# Task goal:
Set down the final part of the listing, which starts at the line containing "Can you find the truck rear" and runs to the last line, exactly and completely.

# Available data:
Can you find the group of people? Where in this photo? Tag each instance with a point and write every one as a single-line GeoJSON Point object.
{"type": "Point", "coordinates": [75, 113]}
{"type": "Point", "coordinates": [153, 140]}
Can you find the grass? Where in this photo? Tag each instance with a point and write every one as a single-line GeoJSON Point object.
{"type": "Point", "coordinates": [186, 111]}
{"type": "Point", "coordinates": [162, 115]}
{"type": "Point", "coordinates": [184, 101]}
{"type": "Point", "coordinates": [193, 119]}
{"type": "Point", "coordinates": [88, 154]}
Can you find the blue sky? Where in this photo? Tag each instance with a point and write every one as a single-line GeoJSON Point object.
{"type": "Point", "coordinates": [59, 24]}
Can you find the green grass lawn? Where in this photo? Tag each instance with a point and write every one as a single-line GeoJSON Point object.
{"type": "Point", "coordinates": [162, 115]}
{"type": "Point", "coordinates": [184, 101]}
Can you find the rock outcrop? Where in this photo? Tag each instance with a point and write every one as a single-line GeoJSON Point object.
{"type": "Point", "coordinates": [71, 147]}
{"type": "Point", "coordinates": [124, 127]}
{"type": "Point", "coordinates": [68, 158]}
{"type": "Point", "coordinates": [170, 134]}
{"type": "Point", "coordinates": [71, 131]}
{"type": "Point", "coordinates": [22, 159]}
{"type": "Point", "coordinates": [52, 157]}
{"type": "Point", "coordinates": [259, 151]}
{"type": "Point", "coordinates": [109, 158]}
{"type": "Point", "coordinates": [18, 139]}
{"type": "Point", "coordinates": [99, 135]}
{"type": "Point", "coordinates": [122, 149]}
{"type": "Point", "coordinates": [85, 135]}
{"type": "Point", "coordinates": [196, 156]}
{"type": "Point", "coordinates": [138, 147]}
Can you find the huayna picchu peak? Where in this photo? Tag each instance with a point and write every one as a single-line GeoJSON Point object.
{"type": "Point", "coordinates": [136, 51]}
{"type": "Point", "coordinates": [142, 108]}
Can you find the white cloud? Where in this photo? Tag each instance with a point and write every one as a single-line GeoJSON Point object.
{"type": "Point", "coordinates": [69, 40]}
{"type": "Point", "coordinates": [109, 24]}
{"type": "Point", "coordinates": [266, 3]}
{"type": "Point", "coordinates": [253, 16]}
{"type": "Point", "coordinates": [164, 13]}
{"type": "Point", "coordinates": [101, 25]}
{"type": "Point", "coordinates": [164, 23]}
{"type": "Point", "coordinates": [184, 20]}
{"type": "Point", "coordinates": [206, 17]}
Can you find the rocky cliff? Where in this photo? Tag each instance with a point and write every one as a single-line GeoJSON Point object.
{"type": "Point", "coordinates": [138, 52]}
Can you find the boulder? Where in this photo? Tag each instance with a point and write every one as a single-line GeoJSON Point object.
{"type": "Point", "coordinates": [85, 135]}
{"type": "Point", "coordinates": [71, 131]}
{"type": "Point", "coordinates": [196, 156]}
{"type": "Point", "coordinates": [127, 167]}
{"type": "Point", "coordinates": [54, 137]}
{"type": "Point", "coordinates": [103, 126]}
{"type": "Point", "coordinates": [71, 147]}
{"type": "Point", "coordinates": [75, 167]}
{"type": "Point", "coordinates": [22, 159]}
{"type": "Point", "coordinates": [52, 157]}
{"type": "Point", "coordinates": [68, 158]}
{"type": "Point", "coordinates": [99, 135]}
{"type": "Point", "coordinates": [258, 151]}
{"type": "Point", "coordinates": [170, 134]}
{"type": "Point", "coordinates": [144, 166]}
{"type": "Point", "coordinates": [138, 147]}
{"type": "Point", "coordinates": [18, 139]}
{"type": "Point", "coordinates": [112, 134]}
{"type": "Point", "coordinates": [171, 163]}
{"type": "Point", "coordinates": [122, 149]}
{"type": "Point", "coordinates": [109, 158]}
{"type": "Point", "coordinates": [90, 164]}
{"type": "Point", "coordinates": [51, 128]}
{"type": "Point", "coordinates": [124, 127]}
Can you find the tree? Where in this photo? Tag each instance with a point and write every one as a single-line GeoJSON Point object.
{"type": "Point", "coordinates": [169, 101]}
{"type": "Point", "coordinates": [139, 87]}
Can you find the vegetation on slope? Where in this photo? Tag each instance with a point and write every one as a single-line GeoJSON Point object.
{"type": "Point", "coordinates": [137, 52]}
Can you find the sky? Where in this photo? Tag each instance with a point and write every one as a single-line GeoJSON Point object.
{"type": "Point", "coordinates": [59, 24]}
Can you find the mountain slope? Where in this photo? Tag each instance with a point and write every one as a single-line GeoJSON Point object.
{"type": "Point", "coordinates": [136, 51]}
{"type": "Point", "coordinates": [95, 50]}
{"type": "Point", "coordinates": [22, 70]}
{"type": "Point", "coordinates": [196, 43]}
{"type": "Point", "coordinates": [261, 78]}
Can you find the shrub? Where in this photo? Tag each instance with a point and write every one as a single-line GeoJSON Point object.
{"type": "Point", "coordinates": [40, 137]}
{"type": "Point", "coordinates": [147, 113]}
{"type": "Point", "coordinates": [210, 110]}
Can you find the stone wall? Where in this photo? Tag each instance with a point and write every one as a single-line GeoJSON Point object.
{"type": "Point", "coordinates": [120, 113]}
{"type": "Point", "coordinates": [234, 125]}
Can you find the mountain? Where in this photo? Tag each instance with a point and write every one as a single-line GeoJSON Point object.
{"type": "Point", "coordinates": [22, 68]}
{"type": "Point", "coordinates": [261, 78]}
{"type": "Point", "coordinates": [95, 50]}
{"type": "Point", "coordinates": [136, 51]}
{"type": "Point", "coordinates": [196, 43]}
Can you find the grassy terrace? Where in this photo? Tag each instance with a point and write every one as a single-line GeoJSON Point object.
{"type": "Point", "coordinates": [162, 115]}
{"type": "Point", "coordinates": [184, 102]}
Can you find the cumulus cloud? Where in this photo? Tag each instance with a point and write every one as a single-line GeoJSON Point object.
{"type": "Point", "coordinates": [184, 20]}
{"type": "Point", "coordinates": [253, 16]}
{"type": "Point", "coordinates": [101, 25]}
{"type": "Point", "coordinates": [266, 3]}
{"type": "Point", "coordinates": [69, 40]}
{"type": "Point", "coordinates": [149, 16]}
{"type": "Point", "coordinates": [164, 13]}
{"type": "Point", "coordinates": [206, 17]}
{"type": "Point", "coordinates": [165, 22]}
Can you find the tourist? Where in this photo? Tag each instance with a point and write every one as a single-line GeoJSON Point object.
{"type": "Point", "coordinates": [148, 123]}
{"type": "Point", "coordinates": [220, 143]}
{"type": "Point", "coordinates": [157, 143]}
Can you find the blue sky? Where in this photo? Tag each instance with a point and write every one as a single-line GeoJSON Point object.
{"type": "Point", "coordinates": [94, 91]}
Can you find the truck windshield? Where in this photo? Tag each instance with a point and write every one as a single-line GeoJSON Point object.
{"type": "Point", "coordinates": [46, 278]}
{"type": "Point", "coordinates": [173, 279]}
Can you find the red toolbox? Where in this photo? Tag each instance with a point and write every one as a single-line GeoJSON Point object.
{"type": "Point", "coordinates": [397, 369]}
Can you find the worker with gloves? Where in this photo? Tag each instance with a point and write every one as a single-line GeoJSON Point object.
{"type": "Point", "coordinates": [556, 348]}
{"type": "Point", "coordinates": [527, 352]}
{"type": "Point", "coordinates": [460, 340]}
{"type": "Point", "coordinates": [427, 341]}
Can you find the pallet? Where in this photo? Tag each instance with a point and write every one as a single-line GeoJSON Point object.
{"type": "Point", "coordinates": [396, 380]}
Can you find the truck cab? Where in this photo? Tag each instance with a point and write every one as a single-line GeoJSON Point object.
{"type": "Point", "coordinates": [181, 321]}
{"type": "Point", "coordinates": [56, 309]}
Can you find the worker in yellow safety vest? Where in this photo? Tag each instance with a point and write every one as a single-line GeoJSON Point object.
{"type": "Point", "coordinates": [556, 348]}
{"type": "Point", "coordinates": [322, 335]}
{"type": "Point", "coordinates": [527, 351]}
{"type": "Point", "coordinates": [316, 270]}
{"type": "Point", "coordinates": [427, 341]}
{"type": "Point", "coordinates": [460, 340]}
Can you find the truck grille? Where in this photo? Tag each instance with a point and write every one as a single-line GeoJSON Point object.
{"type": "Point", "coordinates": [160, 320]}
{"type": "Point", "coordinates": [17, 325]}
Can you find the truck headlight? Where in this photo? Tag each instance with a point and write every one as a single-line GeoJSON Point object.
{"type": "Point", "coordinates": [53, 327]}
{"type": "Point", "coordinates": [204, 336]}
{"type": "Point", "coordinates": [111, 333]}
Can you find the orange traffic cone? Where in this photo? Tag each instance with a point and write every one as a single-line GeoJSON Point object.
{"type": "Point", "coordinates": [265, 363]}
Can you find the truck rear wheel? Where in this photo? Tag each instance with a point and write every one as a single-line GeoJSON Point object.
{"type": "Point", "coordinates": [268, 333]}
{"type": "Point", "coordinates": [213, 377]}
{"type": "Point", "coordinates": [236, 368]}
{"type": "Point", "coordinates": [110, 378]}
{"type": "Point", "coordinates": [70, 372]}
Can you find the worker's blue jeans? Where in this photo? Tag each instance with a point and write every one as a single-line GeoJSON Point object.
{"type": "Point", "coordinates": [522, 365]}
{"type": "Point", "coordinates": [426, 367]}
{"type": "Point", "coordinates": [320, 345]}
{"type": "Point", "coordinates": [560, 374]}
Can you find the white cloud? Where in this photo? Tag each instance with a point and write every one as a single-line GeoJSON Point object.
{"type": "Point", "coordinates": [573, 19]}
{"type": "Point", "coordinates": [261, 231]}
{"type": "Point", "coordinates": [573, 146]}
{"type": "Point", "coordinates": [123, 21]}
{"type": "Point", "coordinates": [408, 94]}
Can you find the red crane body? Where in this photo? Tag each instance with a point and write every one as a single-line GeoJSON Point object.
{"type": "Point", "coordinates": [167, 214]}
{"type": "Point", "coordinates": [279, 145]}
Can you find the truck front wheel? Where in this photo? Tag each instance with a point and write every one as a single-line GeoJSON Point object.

# Solution below:
Can you find the truck rear wheel? Where in this photo? Tag each instance with a point and write every one as a single-line GeoJSON Point object.
{"type": "Point", "coordinates": [268, 333]}
{"type": "Point", "coordinates": [213, 377]}
{"type": "Point", "coordinates": [236, 368]}
{"type": "Point", "coordinates": [110, 378]}
{"type": "Point", "coordinates": [70, 372]}
Can you find the worker's blue jeans? Where in this photo? Tag each instance with a point and write every one as a single-line GeoJSON Point object.
{"type": "Point", "coordinates": [522, 365]}
{"type": "Point", "coordinates": [426, 367]}
{"type": "Point", "coordinates": [320, 345]}
{"type": "Point", "coordinates": [560, 374]}
Can you find the white cloud? Where in this photo? Tag each instance with a point and write every one as a single-line GeoJSON Point object.
{"type": "Point", "coordinates": [573, 19]}
{"type": "Point", "coordinates": [261, 231]}
{"type": "Point", "coordinates": [573, 146]}
{"type": "Point", "coordinates": [123, 21]}
{"type": "Point", "coordinates": [408, 94]}
Can you find the red crane body? Where in this photo? Tag each instance with a point and write every one as a single-line GeoJSON Point object.
{"type": "Point", "coordinates": [167, 214]}
{"type": "Point", "coordinates": [279, 145]}
Can you find the truck front wheel? Where in this photo? Tag each instance with a point and write every one as a single-line GeoJSON Point object.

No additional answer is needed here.